BEGIN Records provided

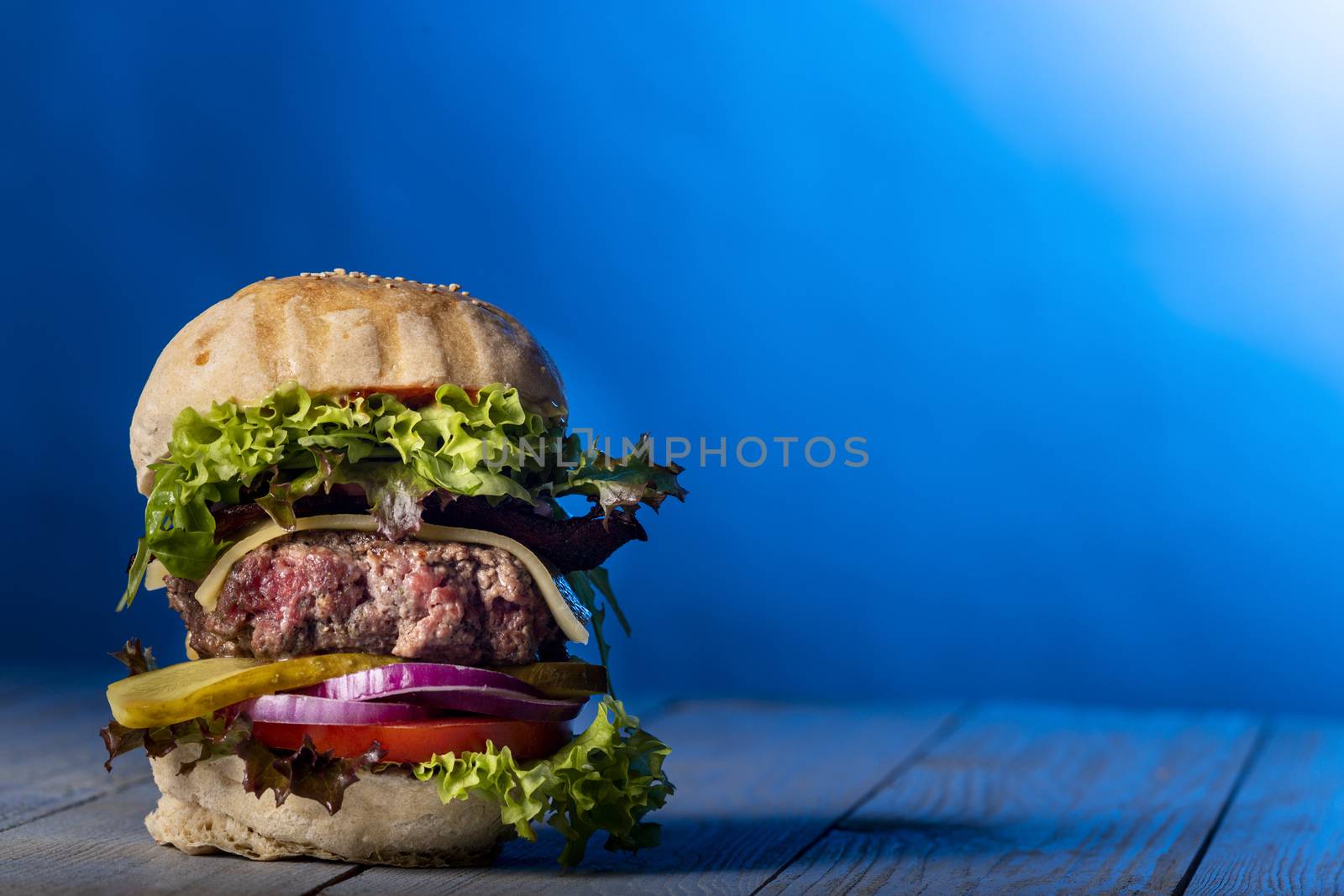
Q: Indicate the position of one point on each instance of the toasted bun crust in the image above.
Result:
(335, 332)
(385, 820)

END Records provided
BEGIN Records provided

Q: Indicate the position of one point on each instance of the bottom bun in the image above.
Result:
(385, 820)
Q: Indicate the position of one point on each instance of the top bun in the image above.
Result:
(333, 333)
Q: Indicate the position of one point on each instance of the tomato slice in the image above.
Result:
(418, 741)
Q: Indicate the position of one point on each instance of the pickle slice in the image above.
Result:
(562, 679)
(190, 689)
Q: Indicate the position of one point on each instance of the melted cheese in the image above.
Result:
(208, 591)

END Records provided

Locate every line above that contains the word "each", with case taken into account, and copy those lines out in full.

Correct result:
Q: Indicate the position of one point on each instance of the toasted bun crust in the image above.
Q: Indicate the position of one point on each instance of the bottom bun in the image above.
Q: Indicate the position of one point on each instance of the top bun in the image above.
Q: Indicate the position of one point on each instance of the tomato slice in the image above.
Q: Indicate the position of one point on each instance of the pickle slice in the image above.
Q: Indicate the position of one point on each instance of the melted cheese in the image above.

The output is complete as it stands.